- Tâches demandées -
#1 Recopiez mot pour mot le passage de l'entretien compris entre « Jean-Luc Luciani, prix » et « avez-vous procédé ? », ces deux bornes incluses.
#2 D'après l'entretien, combien de pages compte l'ouvrage de Jean-Luc Luciani ?

- Texte -
Jean-Luc Luciani, prix Musanostra 2020, nous présente son ouvrage Musa Chi parte da Corscia, publié aux éditions Alain Piazzola. Travail remarquable sur la poésie pastorale de Corscia, dans le Niolu, ce livre s’offre au lecteur à la fois comme une anthologie poétique et comme un travail ethnologique.
Musanostra : Ce livre, paru il y a quelques mois, a dû vous prendre beaucoup de temps et d’énergie. Comment avez-vous procédé ?
Jean-Luc Luciani : Oui, j’indique dans ma longue introduction à cette anthologie que mon idée de départ n’était pas de publier un recueil, mais simplement de sauver les poésies, bien souvent fragmentaires, qui pouvaient encore l’être dans mon village maternel. Au début, c’est-à-dire autour de 2014, ce qui peut sembler très tard, je n’imaginais pas que j’allais pouvoir produire un ouvrage de 585 pages… La recherche de poésies du passé n’était donc pas dans un premier temps une recherche active ou méthodique ; je me « contentais » de ne pas laisser mourir ces fragments de mémoire qui m’étaient transmis. Mon introduction développe tout cela, mais si je devais indiquer les points importants, je mentionnerais ma prise de conscience progressive de l’importance de cette culture de la poésie dans mon village, ignorée parfois des habitants eux-mêmes car chacun n’a accès qu’à une partie du patrimoine, et le relatif isolement des hameaux conduit à une fragmentation de la mémoire collective. J’ai donc appris à circuler dans le village, à aller voir tout le monde, y compris en plaine, puisque Corscia a toujours été un village de bergers transhumants. J’ai utilisé aussi les réseaux sociaux. Plus qu’une méthode de recherche, c’est cette façon de cultiver le lien social et humain qui m’a permis de faire tant de belles découvertes, et de belles rencontres. J’ai véritablement appris sur le terrain et ce fut de plus en plus facile.
Musanostra : Quel est votre objectif principal avec cette démarche ?

- Items répertoriés -
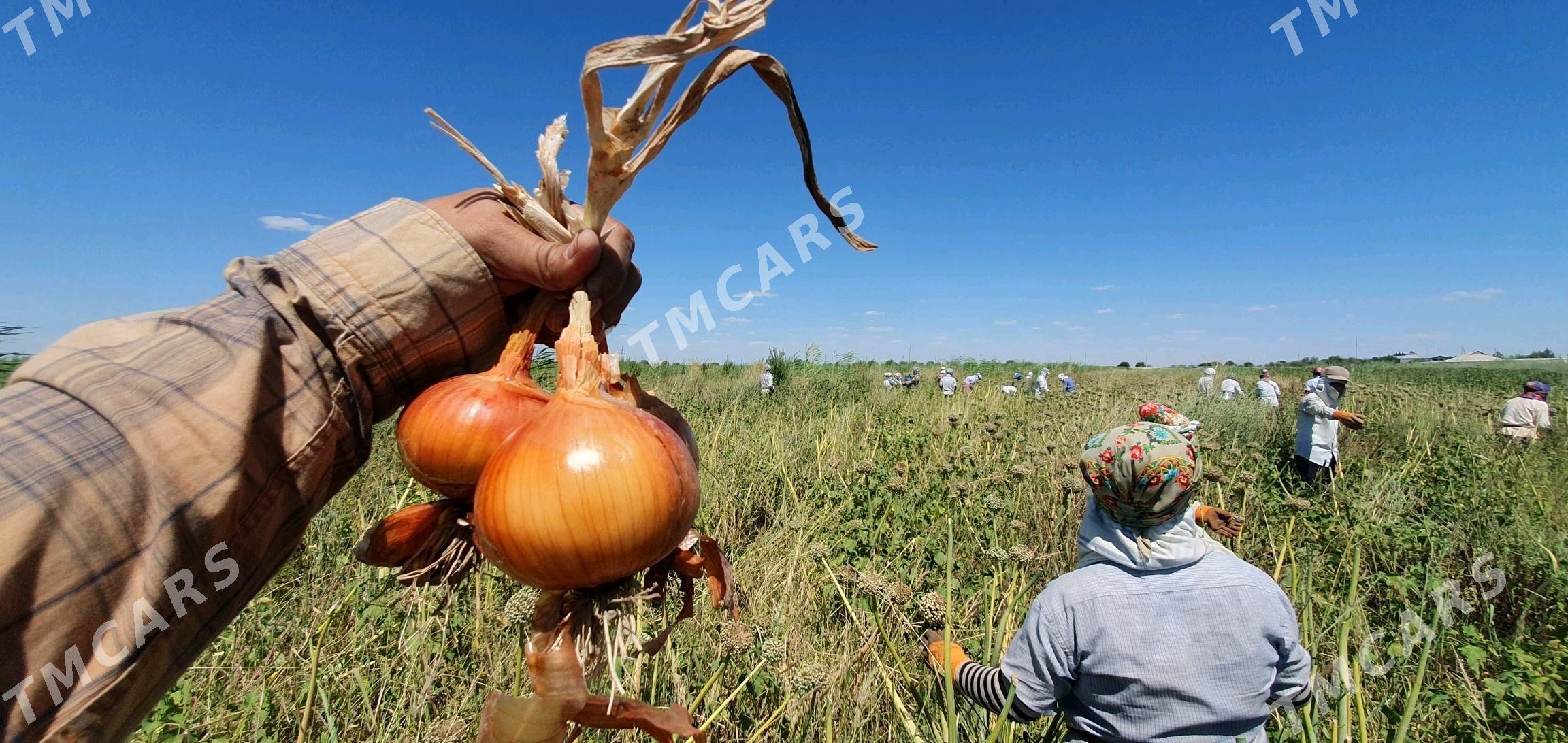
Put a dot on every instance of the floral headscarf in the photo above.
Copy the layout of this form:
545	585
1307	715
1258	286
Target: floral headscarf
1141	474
--
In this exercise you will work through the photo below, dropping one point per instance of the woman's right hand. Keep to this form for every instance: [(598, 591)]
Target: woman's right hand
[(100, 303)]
---
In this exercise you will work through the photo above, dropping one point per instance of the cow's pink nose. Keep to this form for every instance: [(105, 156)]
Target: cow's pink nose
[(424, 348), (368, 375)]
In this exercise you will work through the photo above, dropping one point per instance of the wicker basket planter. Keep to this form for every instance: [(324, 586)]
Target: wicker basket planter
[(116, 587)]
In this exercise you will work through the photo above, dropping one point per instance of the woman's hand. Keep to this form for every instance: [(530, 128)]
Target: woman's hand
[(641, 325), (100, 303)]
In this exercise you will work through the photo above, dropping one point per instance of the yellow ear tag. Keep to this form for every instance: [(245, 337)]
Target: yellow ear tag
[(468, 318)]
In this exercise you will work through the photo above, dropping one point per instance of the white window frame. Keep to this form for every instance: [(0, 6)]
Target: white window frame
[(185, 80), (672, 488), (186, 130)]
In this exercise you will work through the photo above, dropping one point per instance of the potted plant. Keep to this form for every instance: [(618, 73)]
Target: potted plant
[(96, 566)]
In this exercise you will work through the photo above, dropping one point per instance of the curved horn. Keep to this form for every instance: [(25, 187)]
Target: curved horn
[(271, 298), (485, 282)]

- Corrigé -
#1
Jean-Luc Luciani, prix Musanostra 2020, nous présente son ouvrage Musa Chi parte da Corscia, publié aux éditions Alain Piazzola. Travail remarquable sur la poésie pastorale de Corscia, dans le Niolu, ce livre s’offre au lecteur à la fois comme une anthologie poétique et comme un travail ethnologique.
Musanostra : Ce livre, paru il y a quelques mois, a dû vous prendre beaucoup de temps et d’énergie. Comment avez-vous procédé ?

#2 L'ouvrage compte 585 pages.